* _Required work_: Reproduce each line of the entries that carries "yellow".
··· Records to use ···
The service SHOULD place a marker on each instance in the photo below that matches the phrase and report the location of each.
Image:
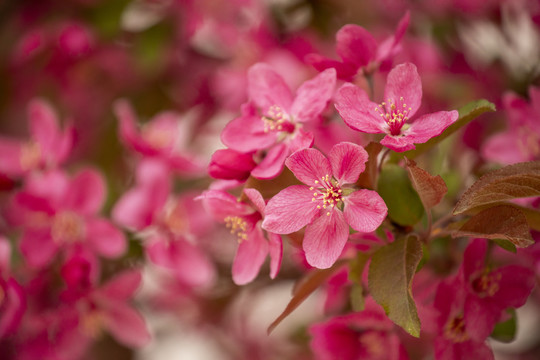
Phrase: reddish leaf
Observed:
(498, 222)
(431, 189)
(511, 182)
(305, 287)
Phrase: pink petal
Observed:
(256, 198)
(222, 204)
(249, 258)
(430, 125)
(355, 45)
(273, 162)
(364, 210)
(10, 161)
(398, 143)
(121, 287)
(403, 87)
(187, 262)
(309, 166)
(344, 71)
(86, 192)
(105, 238)
(38, 248)
(325, 239)
(313, 95)
(348, 161)
(281, 214)
(43, 125)
(246, 134)
(228, 164)
(358, 111)
(135, 209)
(126, 325)
(276, 253)
(267, 88)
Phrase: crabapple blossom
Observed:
(273, 119)
(327, 206)
(244, 221)
(402, 94)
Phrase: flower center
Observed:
(329, 195)
(276, 120)
(487, 284)
(395, 114)
(455, 329)
(238, 227)
(67, 227)
(30, 155)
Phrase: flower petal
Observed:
(267, 88)
(272, 164)
(403, 88)
(281, 213)
(86, 192)
(105, 238)
(250, 256)
(356, 45)
(358, 111)
(364, 210)
(313, 95)
(325, 239)
(430, 125)
(348, 161)
(246, 134)
(309, 166)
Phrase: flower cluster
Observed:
(171, 170)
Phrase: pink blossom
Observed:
(358, 49)
(403, 94)
(521, 140)
(244, 221)
(163, 137)
(327, 206)
(47, 147)
(362, 335)
(59, 213)
(168, 225)
(273, 120)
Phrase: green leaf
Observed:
(466, 114)
(394, 186)
(305, 287)
(506, 331)
(510, 182)
(390, 278)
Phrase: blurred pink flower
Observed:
(244, 220)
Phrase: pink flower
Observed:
(59, 213)
(163, 137)
(167, 224)
(358, 49)
(244, 221)
(362, 335)
(273, 120)
(47, 147)
(402, 95)
(521, 140)
(326, 206)
(490, 291)
(454, 341)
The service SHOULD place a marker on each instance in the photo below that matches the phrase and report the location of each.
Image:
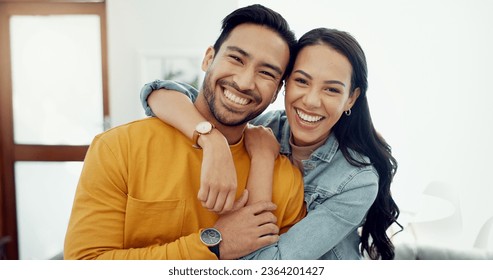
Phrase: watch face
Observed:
(204, 127)
(210, 236)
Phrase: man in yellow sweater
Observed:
(137, 194)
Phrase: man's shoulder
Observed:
(285, 169)
(141, 128)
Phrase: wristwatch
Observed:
(211, 238)
(202, 128)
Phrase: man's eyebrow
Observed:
(244, 53)
(237, 49)
(325, 82)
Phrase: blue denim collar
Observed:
(325, 152)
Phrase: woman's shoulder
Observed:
(338, 174)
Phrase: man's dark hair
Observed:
(260, 15)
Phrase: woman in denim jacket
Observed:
(326, 130)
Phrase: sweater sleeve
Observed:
(98, 219)
(148, 88)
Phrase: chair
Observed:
(485, 235)
(439, 221)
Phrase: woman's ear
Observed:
(352, 98)
(208, 58)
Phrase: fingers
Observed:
(203, 193)
(262, 206)
(241, 202)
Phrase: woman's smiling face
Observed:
(318, 93)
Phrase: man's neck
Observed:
(232, 133)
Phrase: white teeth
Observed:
(308, 118)
(236, 99)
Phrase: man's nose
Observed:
(245, 79)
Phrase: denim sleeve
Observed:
(326, 225)
(148, 88)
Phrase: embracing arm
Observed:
(327, 223)
(171, 102)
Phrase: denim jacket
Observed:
(337, 194)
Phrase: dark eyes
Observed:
(301, 81)
(263, 72)
(304, 82)
(236, 58)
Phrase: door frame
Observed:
(11, 152)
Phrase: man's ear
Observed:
(208, 58)
(277, 92)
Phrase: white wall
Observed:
(429, 62)
(136, 26)
(430, 93)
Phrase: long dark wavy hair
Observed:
(356, 132)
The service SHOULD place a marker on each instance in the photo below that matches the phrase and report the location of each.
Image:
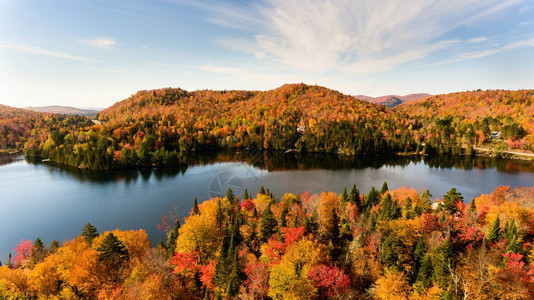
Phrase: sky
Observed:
(93, 53)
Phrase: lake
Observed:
(54, 203)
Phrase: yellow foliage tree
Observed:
(393, 285)
(289, 278)
(200, 232)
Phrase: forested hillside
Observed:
(456, 120)
(382, 245)
(18, 126)
(392, 100)
(159, 127)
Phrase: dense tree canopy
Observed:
(397, 247)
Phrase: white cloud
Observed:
(477, 40)
(102, 43)
(488, 52)
(524, 9)
(22, 48)
(354, 37)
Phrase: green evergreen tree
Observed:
(196, 209)
(472, 210)
(221, 267)
(450, 199)
(344, 196)
(38, 252)
(9, 262)
(408, 214)
(444, 261)
(161, 245)
(495, 232)
(384, 188)
(112, 250)
(89, 232)
(54, 246)
(419, 254)
(220, 215)
(426, 199)
(372, 198)
(424, 275)
(235, 278)
(354, 197)
(283, 215)
(388, 252)
(310, 224)
(172, 236)
(230, 196)
(268, 224)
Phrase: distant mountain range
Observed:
(68, 110)
(392, 100)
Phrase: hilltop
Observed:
(472, 116)
(392, 100)
(160, 127)
(68, 110)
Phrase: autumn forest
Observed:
(380, 243)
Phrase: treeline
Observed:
(18, 126)
(455, 123)
(386, 244)
(162, 127)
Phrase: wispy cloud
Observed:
(477, 40)
(102, 43)
(529, 42)
(524, 9)
(354, 37)
(22, 48)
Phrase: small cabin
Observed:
(495, 134)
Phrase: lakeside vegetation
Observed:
(379, 245)
(162, 127)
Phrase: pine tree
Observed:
(419, 253)
(444, 260)
(384, 188)
(38, 253)
(344, 196)
(54, 246)
(161, 245)
(9, 262)
(426, 205)
(172, 236)
(310, 224)
(472, 210)
(221, 267)
(372, 198)
(424, 276)
(89, 232)
(196, 209)
(283, 216)
(495, 232)
(220, 215)
(112, 250)
(354, 197)
(267, 223)
(450, 199)
(230, 196)
(408, 208)
(235, 277)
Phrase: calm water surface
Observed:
(53, 203)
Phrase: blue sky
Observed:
(94, 53)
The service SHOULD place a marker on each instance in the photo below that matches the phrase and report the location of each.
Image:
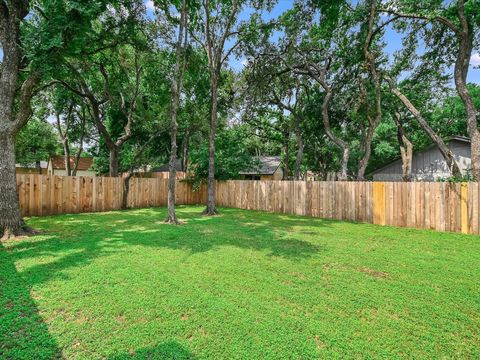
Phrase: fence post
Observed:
(379, 203)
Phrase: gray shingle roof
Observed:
(164, 168)
(268, 165)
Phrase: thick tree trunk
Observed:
(343, 174)
(211, 208)
(126, 189)
(286, 147)
(406, 150)
(362, 166)
(66, 151)
(298, 159)
(444, 149)
(185, 150)
(374, 121)
(176, 87)
(113, 166)
(11, 223)
(12, 118)
(465, 46)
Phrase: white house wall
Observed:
(428, 165)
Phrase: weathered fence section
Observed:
(50, 194)
(438, 206)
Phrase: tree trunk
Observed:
(406, 150)
(286, 146)
(11, 223)
(366, 154)
(185, 150)
(465, 36)
(343, 174)
(77, 159)
(444, 149)
(126, 189)
(211, 208)
(298, 160)
(176, 87)
(66, 151)
(113, 167)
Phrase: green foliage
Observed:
(231, 156)
(37, 141)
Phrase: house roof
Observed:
(43, 165)
(447, 140)
(165, 167)
(267, 166)
(84, 163)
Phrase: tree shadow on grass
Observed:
(170, 350)
(76, 240)
(23, 334)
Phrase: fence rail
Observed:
(437, 206)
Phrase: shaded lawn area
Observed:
(245, 285)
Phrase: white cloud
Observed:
(475, 59)
(149, 4)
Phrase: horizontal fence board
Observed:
(438, 206)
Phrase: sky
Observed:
(393, 39)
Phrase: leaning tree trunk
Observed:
(444, 149)
(286, 146)
(185, 150)
(176, 86)
(298, 159)
(113, 165)
(406, 150)
(211, 208)
(343, 174)
(11, 223)
(362, 167)
(465, 35)
(126, 190)
(66, 151)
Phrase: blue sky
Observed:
(393, 39)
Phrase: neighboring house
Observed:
(40, 168)
(56, 166)
(269, 169)
(163, 171)
(429, 164)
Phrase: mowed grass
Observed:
(241, 285)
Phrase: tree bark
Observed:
(299, 157)
(211, 208)
(343, 174)
(319, 74)
(11, 223)
(465, 36)
(286, 147)
(126, 189)
(176, 88)
(374, 121)
(444, 149)
(185, 150)
(12, 118)
(406, 149)
(113, 161)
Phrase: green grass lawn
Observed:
(242, 285)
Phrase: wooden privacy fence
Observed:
(437, 206)
(50, 194)
(423, 205)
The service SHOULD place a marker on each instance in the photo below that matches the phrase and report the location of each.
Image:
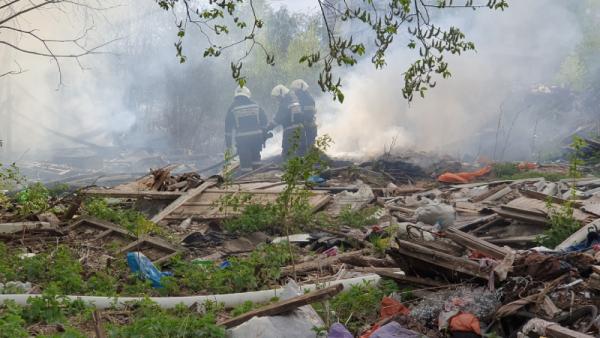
···
* _Solution to this problem_:
Phrase: man in yellow sweater
Phrase: yellow foliage tree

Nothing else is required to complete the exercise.